__WHAT YOU SHOULD DO__:
Report every line in the material that contains the string "plastic", treating uppercase and lowercase as different.

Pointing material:
* * *
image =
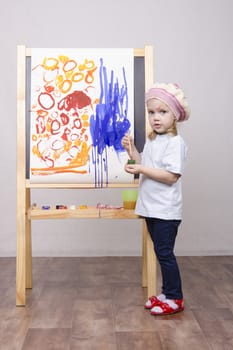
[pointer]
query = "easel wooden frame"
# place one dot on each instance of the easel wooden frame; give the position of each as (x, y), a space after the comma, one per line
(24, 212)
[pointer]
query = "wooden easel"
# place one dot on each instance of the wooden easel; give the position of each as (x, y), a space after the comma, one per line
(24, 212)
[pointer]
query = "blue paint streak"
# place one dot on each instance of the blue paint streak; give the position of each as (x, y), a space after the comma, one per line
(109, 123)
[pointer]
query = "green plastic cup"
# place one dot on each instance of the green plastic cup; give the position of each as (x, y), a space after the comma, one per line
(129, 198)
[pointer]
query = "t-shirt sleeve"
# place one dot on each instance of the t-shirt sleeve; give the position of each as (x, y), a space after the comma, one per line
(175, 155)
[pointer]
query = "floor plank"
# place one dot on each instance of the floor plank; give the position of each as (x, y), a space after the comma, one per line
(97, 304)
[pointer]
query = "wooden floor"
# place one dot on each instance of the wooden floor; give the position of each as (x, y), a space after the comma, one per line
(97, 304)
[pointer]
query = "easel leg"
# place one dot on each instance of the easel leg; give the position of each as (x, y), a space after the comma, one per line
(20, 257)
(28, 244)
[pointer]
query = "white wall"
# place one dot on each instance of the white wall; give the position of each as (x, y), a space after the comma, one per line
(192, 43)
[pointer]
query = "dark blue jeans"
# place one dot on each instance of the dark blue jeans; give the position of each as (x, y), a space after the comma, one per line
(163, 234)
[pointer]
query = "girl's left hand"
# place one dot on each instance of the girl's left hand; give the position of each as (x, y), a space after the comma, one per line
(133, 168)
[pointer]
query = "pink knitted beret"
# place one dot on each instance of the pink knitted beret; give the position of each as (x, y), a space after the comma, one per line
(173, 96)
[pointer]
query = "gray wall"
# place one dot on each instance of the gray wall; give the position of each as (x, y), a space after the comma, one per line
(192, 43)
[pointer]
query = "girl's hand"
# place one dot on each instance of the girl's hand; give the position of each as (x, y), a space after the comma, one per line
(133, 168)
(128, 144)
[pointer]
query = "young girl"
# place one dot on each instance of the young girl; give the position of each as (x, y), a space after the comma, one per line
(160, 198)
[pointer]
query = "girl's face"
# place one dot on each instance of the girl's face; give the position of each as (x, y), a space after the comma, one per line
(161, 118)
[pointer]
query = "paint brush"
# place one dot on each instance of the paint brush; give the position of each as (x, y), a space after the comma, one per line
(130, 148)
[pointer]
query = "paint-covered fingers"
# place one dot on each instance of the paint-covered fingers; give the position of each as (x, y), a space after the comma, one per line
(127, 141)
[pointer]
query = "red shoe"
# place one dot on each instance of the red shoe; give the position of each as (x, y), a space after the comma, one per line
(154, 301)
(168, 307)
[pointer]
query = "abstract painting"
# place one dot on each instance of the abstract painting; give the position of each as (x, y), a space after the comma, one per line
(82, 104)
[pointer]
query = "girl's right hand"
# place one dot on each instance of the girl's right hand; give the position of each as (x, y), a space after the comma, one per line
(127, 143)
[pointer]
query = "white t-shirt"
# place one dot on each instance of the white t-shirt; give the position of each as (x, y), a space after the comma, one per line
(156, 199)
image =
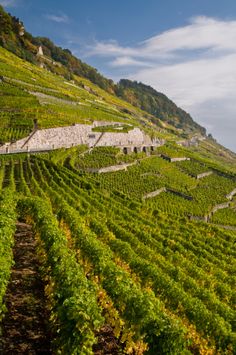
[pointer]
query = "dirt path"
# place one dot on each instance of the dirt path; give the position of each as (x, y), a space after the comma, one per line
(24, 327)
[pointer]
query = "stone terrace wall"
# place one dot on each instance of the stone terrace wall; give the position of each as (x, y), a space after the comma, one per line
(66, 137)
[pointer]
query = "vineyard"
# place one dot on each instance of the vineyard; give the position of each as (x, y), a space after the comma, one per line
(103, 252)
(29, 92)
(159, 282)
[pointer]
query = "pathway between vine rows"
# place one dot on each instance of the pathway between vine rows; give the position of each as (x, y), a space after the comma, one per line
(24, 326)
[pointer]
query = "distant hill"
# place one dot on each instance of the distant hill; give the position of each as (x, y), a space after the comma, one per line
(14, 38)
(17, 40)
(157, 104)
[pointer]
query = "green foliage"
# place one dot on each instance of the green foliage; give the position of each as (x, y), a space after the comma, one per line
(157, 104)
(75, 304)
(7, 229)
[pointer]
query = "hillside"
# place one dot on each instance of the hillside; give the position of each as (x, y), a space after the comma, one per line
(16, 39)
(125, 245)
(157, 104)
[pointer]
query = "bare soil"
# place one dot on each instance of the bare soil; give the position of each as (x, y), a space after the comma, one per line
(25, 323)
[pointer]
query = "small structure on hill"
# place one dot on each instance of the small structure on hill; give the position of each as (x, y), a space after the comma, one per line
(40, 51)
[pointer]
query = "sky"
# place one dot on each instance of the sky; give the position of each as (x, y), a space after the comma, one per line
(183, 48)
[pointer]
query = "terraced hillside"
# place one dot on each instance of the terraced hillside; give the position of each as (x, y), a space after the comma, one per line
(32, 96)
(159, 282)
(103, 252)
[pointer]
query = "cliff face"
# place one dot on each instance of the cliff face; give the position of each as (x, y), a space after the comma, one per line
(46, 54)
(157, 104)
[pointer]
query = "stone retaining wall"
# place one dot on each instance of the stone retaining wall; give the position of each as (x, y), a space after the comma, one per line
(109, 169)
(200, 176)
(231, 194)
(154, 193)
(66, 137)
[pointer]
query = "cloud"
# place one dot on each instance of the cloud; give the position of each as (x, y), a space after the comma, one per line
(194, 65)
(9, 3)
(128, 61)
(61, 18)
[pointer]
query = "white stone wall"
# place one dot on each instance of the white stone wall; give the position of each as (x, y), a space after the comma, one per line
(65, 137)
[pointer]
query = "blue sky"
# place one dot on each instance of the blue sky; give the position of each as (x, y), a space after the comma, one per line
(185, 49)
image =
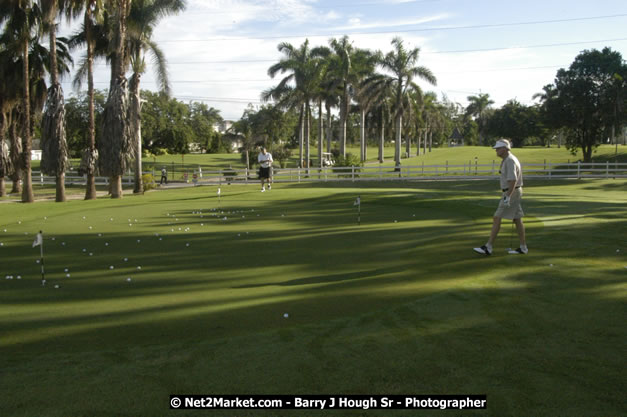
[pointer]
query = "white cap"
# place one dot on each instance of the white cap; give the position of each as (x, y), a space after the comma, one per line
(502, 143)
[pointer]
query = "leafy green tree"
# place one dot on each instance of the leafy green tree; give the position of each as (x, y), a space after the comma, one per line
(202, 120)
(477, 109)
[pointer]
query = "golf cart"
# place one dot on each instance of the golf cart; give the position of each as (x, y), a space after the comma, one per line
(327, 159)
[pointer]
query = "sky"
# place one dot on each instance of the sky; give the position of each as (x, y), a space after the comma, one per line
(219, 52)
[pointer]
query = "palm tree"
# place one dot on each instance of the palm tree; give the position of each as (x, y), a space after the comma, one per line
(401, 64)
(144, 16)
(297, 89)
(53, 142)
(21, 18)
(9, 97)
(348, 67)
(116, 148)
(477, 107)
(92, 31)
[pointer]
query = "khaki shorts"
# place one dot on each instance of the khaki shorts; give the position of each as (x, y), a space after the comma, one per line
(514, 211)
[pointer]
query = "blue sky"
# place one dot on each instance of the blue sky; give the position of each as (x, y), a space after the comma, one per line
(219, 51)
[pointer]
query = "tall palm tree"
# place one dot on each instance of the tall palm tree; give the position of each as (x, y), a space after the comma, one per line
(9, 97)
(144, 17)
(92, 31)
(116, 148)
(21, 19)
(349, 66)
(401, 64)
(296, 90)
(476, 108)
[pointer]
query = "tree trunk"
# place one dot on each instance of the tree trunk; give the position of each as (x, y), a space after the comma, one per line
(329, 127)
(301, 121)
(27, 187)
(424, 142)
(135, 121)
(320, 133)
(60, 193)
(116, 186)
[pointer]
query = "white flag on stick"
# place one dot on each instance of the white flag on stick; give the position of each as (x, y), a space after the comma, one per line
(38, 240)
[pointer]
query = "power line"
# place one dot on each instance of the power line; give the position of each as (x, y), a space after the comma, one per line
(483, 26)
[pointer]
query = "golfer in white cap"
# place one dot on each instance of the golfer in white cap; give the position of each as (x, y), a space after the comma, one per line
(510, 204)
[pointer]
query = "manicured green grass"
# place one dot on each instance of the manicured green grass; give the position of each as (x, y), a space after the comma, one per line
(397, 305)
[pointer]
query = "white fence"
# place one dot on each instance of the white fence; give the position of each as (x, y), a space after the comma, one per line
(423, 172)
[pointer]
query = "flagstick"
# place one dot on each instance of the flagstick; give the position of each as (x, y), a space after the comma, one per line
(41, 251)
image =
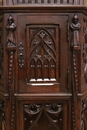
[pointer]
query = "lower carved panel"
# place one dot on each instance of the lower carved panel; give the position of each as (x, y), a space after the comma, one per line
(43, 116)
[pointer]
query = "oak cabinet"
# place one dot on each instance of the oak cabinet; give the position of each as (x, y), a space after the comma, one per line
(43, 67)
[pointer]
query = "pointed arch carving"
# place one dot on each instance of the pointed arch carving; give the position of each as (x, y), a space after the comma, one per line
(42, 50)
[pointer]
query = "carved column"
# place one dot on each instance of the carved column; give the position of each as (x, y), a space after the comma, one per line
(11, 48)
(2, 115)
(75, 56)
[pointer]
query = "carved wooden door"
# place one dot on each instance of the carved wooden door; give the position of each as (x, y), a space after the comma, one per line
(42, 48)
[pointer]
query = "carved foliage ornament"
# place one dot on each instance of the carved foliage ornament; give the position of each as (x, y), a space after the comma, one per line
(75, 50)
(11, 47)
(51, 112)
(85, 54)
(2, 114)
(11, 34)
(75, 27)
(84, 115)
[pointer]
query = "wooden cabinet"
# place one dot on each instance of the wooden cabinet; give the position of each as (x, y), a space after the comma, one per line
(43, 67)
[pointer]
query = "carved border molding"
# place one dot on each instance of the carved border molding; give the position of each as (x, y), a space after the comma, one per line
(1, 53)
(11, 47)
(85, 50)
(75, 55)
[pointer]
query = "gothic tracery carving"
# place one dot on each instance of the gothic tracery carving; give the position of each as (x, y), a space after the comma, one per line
* * *
__FINAL RESULT__:
query = "green plastic cup"
# place one dot on each instance of the green plastic cup; give the position of each as (x, y), a space after the comma, one per line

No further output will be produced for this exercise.